**The problem:** Echo the lines of the records starting at the one containing "overcast gray sky | locate" and ending at the end of the records.

+++ Provided data

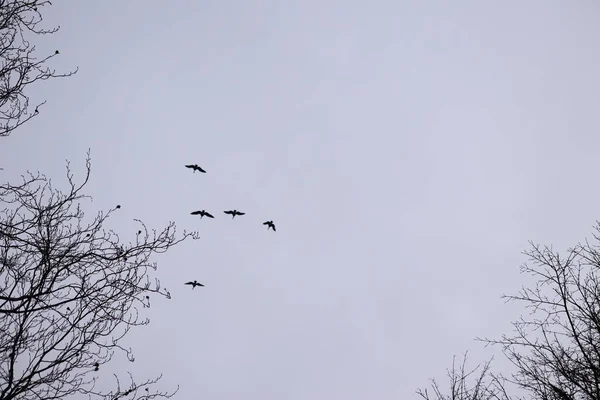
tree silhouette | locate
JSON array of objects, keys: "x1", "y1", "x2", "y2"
[
  {"x1": 0, "y1": 0, "x2": 77, "y2": 136},
  {"x1": 420, "y1": 222, "x2": 600, "y2": 400},
  {"x1": 417, "y1": 353, "x2": 511, "y2": 400},
  {"x1": 0, "y1": 154, "x2": 198, "y2": 400}
]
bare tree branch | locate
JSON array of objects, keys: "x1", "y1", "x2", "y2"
[
  {"x1": 479, "y1": 225, "x2": 600, "y2": 400},
  {"x1": 0, "y1": 150, "x2": 198, "y2": 400},
  {"x1": 417, "y1": 353, "x2": 512, "y2": 400},
  {"x1": 0, "y1": 0, "x2": 78, "y2": 137}
]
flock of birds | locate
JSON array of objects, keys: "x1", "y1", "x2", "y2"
[{"x1": 185, "y1": 164, "x2": 277, "y2": 289}]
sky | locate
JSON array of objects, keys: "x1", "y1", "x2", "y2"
[{"x1": 0, "y1": 0, "x2": 600, "y2": 400}]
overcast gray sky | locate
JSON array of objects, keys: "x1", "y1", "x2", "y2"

++++++

**Right answer:**
overcast gray sky | locate
JSON array of objects, keys: "x1", "y1", "x2", "y2"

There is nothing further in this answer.